▶ [TEXTE SOURCE]:
....................

Le Kurdistan irakien
et le projet d’annexion du Nord de la
Syrie
En 2014, le Gouvernement régional du
Kurdistan participa au complot visant à
réaliser le remodelage de l’Irak et de
la Syrie conformément au Plan Wright. Il
participa à diverses réunions à Amman
avec les services secrets jordaniens,
les leaders de l’Émirat islamique, les
leaders de groupes armés en Syrie et les
Naqchbandis irakiens [3].
Il fut convenu sous l’égide de
Washington et de Tel-Aviv que l’Émirat
islamique et le Gouvernement régional du
Kurdistan lanceraient une attaque
coordonnée pour s’emparer d’une grande
partie de l’Irak. Alors que la presse
internationale dénonçait les exactions
de l’Émirat islamique en Irak, les
Kurdes de Barzani s’emparaient des
champs pétroliers de Kirkouk et
étendaient leur territoire de 40 %.
Par la suite, alors que de nombreux
États qui soutenaient secrètement cette
opération dénonçaient publiquement les
crimes contre l’humanité et les pillages
de l’Émirat islamique, le Gouvernement
régional du Kurdistan mettait le
pipe-line qu’il venait de voler au
service des jihadistes pour vendre aux
Européens le pétrole qu’ils pillaient.

....................

▶ [DONNÉES FOURNIES]:

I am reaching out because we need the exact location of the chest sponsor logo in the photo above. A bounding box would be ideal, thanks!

....................

▶ [OBJECTIFS]:
**A)** Résumez en deux phrases le texte sur le Kurdistan irakien.
**B)** Renvoyez mot pour mot le passage du texte sur le Kurdistan irakien qui commence aux mots "Le Kurdistan irakien" et s'arrête après les mots "Naqchbandis irakiens [3].".
**C)** Reprenez le texte sur le Kurdistan irakien et le Nord de la Syrie à partir de l'endroit où il s'arrête.

▶ [RÉPONSES PAR TÂCHE]:
**A)** Selon le texte, le Gouvernement régional du Kurdistan participa en 2014 au complot visant à remodeler l'Irak et la Syrie conformément au Plan Wright, et il fut convenu sous l'égide de Washington et de Tel-Aviv qu'il lancerait avec l'Émirat islamique une attaque coordonnée pour s'emparer d'une grande partie de l'Irak. Les Kurdes de Barzani s'emparèrent alors des champs pétroliers de Kirkouk et étendirent leur territoire de 40 %, puis le Gouvernement régional mit le pipe-line qu'il venait de voler au service des jihadistes pour vendre aux Européens le pétrole qu'ils pillaient.

**B)**
Le Kurdistan irakien
et le projet d’annexion du Nord de la
Syrie
En 2014, le Gouvernement régional du
Kurdistan participa au complot visant à
réaliser le remodelage de l’Irak et de
la Syrie conformément au Plan Wright. Il
participa à diverses réunions à Amman
avec les services secrets jordaniens,
les leaders de l’Émirat islamique, les
leaders de groupes armés en Syrie et les
Naqchbandis irakiens [3].

**C)**
Toute contestation de l’alliance
entre le Gouvernement régional kurde et
l’Émirat islamique est sévèrement
réprimée. Ainsi, Hayder Shesho, leader
yézidi qui l’avait dénoncé, a-t-il été
arrêté le 7 avril, bien qu’il ait la
double nationalité allemande.
Dans les années 2000, l’état-major
israélien prévoyait de neutraliser les
capacités de missiles de l’Égypte et de
la Syrie en plaçant ses propres missiles
au Sud-Soudan et au Kurdistan irakien.
Si la première région est parvenue à
l’indépendance, la seconde ne l’est
toujours pas. Le plan Wright offre à la
fois une occasion de réaliser cet
objectif stratégique et de semer la
pagaille. Pour saboter l’accord que
Washington et Téhéran doivent signer le
30 juin, Benjamin Netanyahu a prévu de
lancer les Peshmergas (c’est-à-dire les
soldats des Barzanis) à l’assaut du Nord
de la Syrie. Pourtant les Kurdes de
Syrie sont hostiles à la mafia des
Barzani et ont toujours été minoritaires
dans cette région.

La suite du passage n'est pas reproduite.